▶ **MATERIAL FOR THIS TASK**:

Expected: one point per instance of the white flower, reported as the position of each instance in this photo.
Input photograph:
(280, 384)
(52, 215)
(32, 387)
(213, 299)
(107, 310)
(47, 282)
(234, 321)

▶ **DIRECTION**:
Can you repeat these lines, substituting "yellow flower" for "white flower" and changing nothing else?

▶ **RESULT OF THIS EXERCISE**:
Expected: one point per instance of the yellow flower, reported as the position of each instance in this photo.
Input photograph:
(280, 384)
(52, 215)
(32, 387)
(213, 299)
(107, 310)
(47, 282)
(234, 321)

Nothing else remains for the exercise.